Point localization data

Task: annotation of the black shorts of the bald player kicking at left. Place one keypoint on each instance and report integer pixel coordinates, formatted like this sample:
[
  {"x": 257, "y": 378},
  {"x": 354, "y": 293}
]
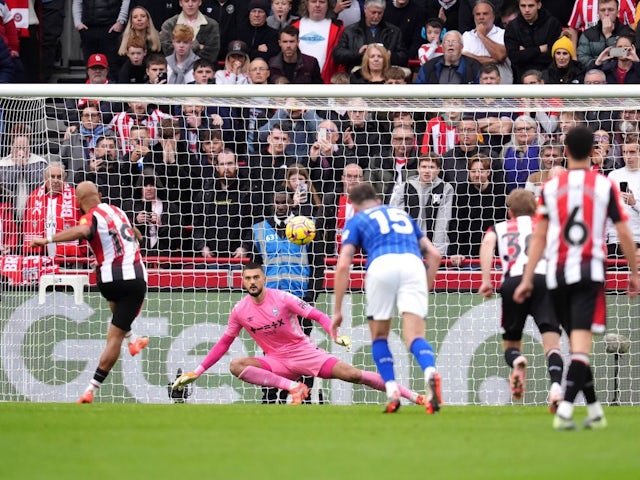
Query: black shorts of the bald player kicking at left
[{"x": 127, "y": 297}]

» WHAT IS EXPECTED
Hand back the data above exactly, with no images.

» SOLVED EXERCISE
Task: annotation of the black shorts of the bald player kicking at left. Place one keypoint on each instance and report integer pixel coordinates, formatted like this sample:
[
  {"x": 257, "y": 378},
  {"x": 354, "y": 293}
]
Query: black shorts of the bald player kicking at left
[{"x": 127, "y": 297}]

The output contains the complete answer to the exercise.